## EXERCISE DESCRIPTION
Set down, character for character, everything in the records below from the line holding "find the orange" down to the line holding "the black picture", and no other line.

___ DATASET EXCERPTS ___

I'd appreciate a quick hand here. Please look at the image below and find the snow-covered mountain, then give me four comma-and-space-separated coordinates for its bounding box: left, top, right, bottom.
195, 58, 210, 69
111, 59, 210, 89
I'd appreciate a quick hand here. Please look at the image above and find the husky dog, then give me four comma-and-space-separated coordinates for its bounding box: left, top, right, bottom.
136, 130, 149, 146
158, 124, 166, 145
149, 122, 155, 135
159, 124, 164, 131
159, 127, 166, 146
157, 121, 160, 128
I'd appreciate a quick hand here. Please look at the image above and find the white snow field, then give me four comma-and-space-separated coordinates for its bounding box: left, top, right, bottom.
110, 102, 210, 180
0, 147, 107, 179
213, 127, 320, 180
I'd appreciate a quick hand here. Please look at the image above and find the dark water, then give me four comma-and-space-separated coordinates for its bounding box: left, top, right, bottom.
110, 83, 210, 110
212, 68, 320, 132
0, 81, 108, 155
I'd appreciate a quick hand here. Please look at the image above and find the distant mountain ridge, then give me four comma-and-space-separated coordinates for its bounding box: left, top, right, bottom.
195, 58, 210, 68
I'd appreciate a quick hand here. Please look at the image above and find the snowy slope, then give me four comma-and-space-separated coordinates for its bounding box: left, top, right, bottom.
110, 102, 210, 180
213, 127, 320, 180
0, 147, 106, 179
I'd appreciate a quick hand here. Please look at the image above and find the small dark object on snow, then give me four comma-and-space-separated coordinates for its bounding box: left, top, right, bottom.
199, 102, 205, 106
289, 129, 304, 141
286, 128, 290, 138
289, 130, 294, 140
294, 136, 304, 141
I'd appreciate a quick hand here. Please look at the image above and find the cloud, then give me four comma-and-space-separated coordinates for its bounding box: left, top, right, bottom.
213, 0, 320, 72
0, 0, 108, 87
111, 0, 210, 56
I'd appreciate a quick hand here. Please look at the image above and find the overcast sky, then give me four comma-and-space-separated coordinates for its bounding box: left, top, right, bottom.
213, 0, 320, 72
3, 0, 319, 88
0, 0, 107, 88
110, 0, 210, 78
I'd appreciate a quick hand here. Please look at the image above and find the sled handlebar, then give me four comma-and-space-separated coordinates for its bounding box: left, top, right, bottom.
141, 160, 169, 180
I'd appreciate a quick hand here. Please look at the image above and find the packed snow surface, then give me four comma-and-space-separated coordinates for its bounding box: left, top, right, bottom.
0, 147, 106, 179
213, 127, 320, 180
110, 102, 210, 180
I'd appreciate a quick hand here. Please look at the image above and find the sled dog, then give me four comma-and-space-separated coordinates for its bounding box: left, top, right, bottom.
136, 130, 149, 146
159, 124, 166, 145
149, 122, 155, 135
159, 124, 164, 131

___
___ DATASET EXCERPTS ___

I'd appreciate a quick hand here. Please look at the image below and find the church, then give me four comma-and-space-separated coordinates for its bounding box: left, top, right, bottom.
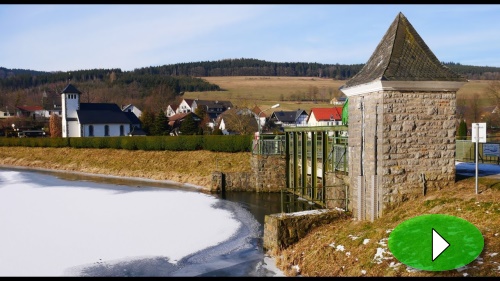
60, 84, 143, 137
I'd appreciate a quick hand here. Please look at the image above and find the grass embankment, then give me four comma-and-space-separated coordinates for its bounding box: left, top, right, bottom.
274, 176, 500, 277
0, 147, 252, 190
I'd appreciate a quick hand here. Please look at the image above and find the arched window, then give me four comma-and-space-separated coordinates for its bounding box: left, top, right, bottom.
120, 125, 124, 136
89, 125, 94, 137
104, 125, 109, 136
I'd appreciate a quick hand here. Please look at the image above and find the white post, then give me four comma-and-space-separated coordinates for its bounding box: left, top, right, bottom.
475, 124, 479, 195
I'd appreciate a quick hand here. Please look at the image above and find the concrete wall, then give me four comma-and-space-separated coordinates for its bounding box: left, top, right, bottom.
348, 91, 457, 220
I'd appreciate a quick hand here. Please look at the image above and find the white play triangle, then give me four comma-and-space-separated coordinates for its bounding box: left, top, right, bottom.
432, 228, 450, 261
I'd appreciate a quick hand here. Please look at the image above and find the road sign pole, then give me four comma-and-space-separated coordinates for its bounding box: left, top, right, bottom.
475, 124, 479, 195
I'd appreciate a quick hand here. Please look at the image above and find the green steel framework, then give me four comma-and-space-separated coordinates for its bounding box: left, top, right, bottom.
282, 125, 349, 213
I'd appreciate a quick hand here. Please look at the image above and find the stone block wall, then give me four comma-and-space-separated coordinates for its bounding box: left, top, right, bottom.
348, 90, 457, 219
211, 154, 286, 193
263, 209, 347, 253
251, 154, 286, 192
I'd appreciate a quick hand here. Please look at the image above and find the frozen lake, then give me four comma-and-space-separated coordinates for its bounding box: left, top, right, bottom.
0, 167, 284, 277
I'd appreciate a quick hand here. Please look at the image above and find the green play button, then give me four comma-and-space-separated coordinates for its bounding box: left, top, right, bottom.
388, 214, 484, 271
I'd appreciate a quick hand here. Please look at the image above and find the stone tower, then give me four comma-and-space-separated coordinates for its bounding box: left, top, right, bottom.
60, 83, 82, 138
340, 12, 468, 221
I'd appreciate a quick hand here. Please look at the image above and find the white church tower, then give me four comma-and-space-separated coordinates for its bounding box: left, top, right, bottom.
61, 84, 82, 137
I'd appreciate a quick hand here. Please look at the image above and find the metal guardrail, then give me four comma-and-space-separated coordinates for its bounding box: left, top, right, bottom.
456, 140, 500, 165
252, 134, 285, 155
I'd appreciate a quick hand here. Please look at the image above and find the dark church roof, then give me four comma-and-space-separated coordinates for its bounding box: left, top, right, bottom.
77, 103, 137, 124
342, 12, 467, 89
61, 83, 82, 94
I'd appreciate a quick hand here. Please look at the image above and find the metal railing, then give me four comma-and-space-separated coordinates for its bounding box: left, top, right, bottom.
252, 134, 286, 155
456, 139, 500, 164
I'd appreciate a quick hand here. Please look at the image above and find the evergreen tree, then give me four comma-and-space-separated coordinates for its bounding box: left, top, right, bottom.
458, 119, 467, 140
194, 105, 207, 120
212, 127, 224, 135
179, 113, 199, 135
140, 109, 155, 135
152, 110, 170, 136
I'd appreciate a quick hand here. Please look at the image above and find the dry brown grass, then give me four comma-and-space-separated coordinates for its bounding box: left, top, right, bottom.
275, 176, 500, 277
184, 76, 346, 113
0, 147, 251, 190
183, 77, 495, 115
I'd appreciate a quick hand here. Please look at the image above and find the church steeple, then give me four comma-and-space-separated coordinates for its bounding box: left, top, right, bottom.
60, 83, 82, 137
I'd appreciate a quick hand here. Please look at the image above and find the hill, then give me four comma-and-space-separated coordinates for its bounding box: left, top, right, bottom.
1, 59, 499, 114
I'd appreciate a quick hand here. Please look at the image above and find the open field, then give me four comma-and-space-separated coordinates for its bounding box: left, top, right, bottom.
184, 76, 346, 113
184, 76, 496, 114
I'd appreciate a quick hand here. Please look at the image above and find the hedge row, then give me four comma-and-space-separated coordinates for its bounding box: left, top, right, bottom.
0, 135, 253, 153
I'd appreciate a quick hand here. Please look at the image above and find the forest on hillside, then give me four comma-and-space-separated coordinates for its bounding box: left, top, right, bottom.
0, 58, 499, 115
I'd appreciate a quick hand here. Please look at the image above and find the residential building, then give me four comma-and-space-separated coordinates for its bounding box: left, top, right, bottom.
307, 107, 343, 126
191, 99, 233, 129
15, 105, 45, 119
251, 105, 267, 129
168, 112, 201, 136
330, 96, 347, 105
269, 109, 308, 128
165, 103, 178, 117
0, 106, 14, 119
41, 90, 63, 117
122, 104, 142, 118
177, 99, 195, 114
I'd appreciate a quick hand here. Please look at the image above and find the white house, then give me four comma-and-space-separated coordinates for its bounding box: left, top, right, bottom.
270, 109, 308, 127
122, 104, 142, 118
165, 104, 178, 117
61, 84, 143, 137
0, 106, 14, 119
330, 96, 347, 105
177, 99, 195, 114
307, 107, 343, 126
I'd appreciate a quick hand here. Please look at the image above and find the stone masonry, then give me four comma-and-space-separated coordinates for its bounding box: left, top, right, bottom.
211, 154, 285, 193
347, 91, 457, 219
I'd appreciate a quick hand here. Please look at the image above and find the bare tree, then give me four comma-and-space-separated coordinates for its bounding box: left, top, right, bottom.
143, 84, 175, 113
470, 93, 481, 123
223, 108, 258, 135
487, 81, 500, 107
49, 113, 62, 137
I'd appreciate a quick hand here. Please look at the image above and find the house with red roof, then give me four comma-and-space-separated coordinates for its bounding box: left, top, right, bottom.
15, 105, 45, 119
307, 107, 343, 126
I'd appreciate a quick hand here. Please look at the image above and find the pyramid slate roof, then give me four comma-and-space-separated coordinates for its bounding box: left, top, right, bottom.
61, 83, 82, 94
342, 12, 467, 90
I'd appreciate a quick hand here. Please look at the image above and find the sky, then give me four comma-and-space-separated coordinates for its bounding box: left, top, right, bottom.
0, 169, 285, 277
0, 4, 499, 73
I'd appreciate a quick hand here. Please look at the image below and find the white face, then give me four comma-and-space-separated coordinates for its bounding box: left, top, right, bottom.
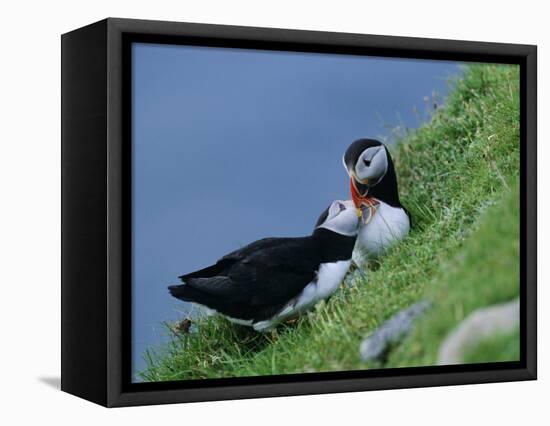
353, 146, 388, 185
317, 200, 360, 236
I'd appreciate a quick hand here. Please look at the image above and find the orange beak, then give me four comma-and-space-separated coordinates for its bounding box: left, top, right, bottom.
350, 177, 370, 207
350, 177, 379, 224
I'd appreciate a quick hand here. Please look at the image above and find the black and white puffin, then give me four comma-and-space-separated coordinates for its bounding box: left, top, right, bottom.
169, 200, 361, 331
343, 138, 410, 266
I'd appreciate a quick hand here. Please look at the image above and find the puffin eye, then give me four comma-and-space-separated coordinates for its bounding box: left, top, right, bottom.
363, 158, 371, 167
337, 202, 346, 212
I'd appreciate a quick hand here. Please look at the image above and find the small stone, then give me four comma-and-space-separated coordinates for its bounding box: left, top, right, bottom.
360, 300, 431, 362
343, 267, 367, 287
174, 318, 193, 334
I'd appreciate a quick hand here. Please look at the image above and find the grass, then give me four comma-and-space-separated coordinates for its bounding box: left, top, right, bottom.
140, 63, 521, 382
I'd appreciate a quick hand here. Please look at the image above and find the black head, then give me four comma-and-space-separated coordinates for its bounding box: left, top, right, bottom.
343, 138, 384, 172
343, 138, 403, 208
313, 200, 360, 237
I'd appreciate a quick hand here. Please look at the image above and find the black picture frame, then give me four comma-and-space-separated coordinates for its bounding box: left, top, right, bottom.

___

## THE COMPLETED TASK
I'd appreciate a quick hand here. Please look at the image above and find the orange beak, then give me four comma-and-space-separated coordinates for its bounding box: left, top, right, bottom.
350, 177, 370, 207
350, 177, 379, 224
I'd appreciate a quick hand here. Please look at the image above and find the black and white puffin, then give me four comma-and-space-separated coordinates for its bounding box: left, top, right, bottom.
169, 200, 361, 331
343, 138, 410, 266
I'd appreciate a quick hand here. Please look at the image above and find the puffin eye, then give me four comma-and-space-separated coordinates for its bounding box: left, top, right, bottom.
363, 158, 371, 167
337, 202, 346, 212
I'd appreciate a quick hand here. Please look at the image above and find the small stone, then give me four comma-and-space-separated coordinates for its bounding box: left, top, right, bottom.
360, 300, 431, 362
343, 267, 367, 287
174, 318, 193, 334
I'd appreciate a quick hand here. Please look at the image above and find the grass, then give me four comma-and-space-separated coordinates for its bounding box: left, top, right, bottom.
140, 63, 521, 382
I'd appreciate a quick hand here. Please look at the image above and find the black head, then give me four comma-and-space-separated coordinates for its bounding box: left, top, right, bottom.
343, 138, 384, 172
343, 138, 403, 208
313, 200, 360, 237
I'd appreciate a quick hand here. Please look at the image above and find the black picture frame, then give me four comma-and-space-separated coordinates for its bounding box: left, top, right, bottom.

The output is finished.